======== SUPPLIED DATA ========

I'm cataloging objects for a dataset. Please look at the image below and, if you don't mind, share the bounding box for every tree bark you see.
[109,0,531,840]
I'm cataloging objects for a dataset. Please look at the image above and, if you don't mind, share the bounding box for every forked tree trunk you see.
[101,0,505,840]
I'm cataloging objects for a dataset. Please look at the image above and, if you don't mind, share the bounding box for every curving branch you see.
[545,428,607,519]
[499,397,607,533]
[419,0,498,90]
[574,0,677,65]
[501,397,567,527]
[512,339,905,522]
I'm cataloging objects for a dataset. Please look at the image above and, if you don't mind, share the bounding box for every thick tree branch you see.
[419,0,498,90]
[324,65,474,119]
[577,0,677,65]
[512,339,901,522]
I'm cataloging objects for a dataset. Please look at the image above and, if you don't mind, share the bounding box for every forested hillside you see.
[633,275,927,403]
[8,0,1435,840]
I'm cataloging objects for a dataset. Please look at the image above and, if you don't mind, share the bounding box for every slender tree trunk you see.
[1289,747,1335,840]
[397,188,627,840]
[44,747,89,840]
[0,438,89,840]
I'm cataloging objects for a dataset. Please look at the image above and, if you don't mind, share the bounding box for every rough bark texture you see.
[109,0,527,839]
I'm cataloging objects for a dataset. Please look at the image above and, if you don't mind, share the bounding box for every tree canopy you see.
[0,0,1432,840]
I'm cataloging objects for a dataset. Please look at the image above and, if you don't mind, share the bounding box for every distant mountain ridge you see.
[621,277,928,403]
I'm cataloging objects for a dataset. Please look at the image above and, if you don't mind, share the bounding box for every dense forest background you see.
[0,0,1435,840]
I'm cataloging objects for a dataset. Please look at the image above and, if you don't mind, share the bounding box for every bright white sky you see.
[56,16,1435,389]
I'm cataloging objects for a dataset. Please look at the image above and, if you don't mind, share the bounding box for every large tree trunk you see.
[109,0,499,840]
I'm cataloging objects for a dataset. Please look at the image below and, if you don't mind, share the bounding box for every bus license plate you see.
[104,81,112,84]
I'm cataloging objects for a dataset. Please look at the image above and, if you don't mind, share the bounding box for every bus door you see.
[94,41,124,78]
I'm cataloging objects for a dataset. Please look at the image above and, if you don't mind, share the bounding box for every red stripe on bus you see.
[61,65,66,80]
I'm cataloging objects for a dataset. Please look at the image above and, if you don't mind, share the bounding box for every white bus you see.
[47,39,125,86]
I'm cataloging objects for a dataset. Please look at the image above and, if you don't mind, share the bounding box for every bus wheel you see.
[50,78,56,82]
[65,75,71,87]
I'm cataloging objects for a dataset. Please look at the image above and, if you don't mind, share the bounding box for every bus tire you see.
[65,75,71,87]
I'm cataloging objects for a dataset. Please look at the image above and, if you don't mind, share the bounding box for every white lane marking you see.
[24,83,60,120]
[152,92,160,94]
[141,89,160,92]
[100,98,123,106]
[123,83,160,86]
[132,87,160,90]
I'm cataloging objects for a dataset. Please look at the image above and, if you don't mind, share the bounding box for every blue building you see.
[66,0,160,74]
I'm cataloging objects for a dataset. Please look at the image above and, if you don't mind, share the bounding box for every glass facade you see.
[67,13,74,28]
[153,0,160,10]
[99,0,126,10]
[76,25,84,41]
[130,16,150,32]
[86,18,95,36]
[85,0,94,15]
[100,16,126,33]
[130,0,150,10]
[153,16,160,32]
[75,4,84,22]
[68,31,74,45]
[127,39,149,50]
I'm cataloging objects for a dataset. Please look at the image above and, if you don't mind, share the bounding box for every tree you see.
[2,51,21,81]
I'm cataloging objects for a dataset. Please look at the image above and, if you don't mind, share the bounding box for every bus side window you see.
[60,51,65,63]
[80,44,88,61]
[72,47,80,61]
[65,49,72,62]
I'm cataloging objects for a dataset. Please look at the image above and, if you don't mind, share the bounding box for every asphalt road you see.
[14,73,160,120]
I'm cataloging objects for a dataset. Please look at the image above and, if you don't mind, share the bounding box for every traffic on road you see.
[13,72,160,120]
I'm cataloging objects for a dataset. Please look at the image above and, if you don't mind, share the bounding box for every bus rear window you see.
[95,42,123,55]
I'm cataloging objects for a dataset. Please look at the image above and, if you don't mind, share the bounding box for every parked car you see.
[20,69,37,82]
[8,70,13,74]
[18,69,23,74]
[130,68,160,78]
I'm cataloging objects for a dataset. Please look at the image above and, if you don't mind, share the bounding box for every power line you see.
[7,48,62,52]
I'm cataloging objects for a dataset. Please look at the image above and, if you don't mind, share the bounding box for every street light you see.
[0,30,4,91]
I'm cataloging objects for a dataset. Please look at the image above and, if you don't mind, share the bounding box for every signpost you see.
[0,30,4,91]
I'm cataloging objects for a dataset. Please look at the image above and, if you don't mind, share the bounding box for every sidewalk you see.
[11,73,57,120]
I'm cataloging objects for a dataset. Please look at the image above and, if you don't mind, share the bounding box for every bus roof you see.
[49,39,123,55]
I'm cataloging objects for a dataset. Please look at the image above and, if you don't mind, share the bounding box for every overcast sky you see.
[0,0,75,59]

========

**WHAT YOU WILL DO:**
Copy out the stretch from the start of the records through the line containing "[109,0,531,840]", swapping "tree bark" for "tree trunk" and keeping everything else the same.

**EXPECTED OUTPUT:**
I'm cataloging objects for a dataset. Please look at the image below and, if you don't mind, share the bounding box for every tree trunk you see.
[109,0,531,840]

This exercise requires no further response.